> Texte cité:
<<<<

C’est ainsi que j’ai élaboré et soumis à l’administration présidentielle un projet visant à réformer en profondeur la Kazgosteleradio pour la transformer en une télévision de service public, financée grâce aux fonds publics et privés. En avril 1994, par Décret du Président Noursoultan Nazarbayev j’ai été nommée au poste de Présidente de la nouvelle Corporation de Radio et de Télévision de la République du Kazakhstan, avec rang équivalent à celui d’un ministre. Entourée d’une équipe de collaborateurs qui partageaient mes idées et mes valeurs nous nous sommes chargés d’élaborer le projet et de préparer une base légale nécessaire. En même temps la Corporation de Radio et de Télévision de la République du Kazakhstan a reçu un statut juridique officiel ce qui a permis de sortir cette structure du cadre de financement public pour qu’elle puisse s’engager dans la voie de la démocratie et de l’économie de marché.
Il nous restait encore trois mois avant de soumettre le projet de loi au Parlement du Kazakhstan. Il est à souligner que, grâce à notre projet, la Télévision de service public se libérait de la tutelle du pouvoir exécutif devenant indépendante du point de vue du financement. Selon le projet, la nouvelle télévision devait être financée grâce à une redevance de réception de radio et télévision payée par les citoyens kazakhs, comme c’est le cas dans tous les pays occidentaux où ce type de télévision existe déjà. Ainsi, c’est un contrat social qui régulait le fonctionnement et les engagements de la Télévision de service public.

>>>>

> Données:
<<<<

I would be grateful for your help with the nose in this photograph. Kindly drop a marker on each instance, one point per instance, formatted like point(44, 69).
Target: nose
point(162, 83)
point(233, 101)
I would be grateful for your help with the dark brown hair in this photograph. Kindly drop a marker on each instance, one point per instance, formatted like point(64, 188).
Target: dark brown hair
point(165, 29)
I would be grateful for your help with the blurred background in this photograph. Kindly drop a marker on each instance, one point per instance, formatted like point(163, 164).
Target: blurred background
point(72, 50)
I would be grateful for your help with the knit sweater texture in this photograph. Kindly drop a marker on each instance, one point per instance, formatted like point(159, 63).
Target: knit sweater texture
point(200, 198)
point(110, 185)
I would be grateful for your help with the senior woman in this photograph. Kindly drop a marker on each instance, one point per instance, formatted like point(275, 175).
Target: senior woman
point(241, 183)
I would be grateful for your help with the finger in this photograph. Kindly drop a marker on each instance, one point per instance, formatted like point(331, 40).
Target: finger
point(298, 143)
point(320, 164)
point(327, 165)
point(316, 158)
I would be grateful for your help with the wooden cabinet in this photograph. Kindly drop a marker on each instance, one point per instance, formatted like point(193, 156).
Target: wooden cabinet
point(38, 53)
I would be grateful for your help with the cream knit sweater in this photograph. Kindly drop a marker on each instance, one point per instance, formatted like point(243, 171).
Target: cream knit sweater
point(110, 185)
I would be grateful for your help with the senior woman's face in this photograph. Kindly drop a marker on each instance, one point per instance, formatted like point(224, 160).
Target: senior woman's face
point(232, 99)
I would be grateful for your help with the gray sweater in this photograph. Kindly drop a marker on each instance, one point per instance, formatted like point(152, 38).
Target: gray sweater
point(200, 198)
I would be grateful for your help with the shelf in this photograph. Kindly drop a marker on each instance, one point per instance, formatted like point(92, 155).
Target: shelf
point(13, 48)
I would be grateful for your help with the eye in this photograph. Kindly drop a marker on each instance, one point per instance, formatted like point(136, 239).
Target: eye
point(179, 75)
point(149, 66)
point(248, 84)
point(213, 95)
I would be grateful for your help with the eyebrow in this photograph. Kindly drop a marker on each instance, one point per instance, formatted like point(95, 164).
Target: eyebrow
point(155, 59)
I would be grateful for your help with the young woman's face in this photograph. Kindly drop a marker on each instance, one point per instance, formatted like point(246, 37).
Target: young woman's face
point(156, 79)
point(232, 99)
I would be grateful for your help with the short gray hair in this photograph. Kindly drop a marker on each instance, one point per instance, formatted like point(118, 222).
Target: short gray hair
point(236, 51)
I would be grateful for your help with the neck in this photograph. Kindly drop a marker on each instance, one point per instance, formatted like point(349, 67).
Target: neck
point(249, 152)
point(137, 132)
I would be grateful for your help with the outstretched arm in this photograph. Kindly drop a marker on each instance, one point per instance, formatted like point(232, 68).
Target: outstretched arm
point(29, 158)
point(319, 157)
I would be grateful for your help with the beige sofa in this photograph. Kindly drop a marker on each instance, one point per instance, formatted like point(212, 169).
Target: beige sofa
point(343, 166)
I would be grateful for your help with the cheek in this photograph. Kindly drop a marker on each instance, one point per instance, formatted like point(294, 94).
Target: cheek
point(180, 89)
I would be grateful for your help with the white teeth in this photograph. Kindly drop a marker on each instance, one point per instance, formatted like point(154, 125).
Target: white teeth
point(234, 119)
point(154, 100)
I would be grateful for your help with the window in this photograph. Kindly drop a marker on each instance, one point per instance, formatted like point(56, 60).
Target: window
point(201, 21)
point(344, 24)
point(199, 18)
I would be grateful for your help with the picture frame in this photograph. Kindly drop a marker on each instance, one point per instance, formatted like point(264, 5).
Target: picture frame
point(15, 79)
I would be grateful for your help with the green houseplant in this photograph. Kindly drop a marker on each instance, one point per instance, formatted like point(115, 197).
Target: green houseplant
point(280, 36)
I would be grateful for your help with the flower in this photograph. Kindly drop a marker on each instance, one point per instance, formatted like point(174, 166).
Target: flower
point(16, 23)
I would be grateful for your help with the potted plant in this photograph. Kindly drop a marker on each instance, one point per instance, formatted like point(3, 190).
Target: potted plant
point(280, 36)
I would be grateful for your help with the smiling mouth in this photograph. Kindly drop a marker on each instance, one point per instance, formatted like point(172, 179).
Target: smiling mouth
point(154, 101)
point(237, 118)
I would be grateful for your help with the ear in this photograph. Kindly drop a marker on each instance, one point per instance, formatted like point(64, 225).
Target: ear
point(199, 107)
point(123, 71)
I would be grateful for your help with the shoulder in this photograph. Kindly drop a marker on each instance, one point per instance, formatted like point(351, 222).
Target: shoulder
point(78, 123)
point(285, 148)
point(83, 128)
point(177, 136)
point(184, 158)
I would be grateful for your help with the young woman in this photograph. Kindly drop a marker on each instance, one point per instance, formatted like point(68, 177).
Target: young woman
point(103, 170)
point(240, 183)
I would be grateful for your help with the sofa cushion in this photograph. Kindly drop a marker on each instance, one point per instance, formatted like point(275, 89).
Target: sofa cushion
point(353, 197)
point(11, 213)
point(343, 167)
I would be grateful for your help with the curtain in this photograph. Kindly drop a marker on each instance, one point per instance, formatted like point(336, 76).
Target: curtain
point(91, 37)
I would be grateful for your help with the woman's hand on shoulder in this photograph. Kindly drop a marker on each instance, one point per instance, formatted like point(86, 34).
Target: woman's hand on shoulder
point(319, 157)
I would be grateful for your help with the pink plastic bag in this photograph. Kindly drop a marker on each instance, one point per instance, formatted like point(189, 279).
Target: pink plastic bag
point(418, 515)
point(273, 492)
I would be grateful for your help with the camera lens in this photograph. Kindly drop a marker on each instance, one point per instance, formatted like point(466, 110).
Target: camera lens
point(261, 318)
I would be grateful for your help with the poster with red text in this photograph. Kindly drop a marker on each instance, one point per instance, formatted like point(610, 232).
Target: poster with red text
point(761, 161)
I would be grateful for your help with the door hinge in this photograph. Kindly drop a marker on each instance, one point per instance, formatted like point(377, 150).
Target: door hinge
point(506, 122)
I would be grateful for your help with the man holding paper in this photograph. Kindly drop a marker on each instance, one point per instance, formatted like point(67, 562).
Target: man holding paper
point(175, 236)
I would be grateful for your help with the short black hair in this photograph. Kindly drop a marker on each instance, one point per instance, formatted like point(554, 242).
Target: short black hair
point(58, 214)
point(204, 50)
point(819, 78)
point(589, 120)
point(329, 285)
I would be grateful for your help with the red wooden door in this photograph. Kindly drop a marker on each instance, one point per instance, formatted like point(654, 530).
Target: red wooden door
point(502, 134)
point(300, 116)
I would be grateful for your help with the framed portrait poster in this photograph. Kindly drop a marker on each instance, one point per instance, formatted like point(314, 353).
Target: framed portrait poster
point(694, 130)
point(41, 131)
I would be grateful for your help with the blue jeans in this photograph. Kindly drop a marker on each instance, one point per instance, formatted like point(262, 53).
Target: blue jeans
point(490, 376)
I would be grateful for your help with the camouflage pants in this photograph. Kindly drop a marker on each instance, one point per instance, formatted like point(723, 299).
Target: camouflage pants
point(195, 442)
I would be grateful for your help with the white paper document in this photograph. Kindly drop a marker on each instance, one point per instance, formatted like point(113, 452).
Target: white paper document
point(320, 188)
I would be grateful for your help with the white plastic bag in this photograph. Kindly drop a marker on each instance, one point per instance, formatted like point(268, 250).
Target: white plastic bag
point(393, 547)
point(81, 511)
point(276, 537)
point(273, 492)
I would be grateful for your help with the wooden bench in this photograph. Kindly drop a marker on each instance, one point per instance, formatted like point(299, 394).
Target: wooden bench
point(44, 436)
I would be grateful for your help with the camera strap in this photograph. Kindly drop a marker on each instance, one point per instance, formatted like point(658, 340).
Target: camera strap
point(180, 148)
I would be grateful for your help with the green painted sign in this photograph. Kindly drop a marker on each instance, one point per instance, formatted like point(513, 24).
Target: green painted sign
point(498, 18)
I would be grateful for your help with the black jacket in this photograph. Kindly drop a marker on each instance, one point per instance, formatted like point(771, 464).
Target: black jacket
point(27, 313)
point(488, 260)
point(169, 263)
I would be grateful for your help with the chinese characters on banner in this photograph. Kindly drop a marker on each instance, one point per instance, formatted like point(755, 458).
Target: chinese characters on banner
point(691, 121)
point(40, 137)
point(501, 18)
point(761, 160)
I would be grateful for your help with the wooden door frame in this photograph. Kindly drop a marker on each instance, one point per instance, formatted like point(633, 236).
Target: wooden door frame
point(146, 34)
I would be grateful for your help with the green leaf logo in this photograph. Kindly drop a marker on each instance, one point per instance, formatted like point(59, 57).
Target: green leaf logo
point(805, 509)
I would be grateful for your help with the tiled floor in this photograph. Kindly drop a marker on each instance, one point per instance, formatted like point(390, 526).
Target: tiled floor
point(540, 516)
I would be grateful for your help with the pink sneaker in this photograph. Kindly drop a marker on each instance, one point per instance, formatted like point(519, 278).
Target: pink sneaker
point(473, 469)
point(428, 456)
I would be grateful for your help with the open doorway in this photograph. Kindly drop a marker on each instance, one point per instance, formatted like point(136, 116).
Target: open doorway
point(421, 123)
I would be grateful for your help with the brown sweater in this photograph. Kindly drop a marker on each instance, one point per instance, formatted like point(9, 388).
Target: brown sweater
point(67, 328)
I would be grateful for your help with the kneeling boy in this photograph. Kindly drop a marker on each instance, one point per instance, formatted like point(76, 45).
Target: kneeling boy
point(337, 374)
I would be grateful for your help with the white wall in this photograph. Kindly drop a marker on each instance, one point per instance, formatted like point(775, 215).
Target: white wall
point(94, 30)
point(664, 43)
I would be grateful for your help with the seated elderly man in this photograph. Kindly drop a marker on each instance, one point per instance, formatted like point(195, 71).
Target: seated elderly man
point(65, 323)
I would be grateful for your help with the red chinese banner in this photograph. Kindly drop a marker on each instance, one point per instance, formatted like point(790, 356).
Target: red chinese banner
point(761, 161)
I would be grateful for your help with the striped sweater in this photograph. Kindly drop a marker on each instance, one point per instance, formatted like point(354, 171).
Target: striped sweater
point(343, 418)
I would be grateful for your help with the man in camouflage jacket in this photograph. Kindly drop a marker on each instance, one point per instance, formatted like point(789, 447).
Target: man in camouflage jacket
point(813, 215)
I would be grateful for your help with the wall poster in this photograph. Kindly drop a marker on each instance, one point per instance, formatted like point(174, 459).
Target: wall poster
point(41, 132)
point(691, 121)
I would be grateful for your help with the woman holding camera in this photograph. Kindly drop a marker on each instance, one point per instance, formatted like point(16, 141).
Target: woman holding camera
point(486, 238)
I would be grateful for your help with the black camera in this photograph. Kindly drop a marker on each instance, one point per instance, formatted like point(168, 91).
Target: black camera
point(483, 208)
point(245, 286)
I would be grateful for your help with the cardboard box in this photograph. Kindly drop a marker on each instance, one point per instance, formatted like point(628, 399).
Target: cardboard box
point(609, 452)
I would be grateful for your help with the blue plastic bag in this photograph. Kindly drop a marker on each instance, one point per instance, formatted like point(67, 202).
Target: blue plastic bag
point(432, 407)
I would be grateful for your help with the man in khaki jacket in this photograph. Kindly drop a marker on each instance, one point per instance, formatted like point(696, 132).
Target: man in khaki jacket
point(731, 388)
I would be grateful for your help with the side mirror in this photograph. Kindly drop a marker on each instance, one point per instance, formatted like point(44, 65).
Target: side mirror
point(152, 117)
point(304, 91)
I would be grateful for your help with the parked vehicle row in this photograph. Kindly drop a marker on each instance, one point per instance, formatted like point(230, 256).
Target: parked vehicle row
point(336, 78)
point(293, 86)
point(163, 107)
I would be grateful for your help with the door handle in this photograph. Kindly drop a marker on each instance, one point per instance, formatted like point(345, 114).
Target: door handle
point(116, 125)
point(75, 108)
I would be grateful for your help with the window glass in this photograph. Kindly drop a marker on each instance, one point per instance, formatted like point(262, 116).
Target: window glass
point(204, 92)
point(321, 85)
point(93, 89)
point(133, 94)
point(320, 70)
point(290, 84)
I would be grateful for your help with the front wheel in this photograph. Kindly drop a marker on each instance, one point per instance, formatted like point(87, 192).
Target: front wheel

>>>>

> Consigne:
Recopiez fidèlement, s'il vous plaît, le passage du texte sur la réforme de la télévision kazakhe qui commence par les mots « Il nous restait » et se termine par « de service public. ».

> Corrigé:
Il nous restait encore trois mois avant de soumettre le projet de loi au Parlement du Kazakhstan. Il est à souligner que, grâce à notre projet, la Télévision de service public se libérait de la tutelle du pouvoir exécutif devenant indépendante du point de vue du financement. Selon le projet, la nouvelle télévision devait être financée grâce à une redevance de réception de radio et télévision payée par les citoyens kazakhs, comme c’est le cas dans tous les pays occidentaux où ce type de télévision existe déjà. Ainsi, c’est un contrat social qui régulait le fonctionnement et les engagements de la Télévision de service public.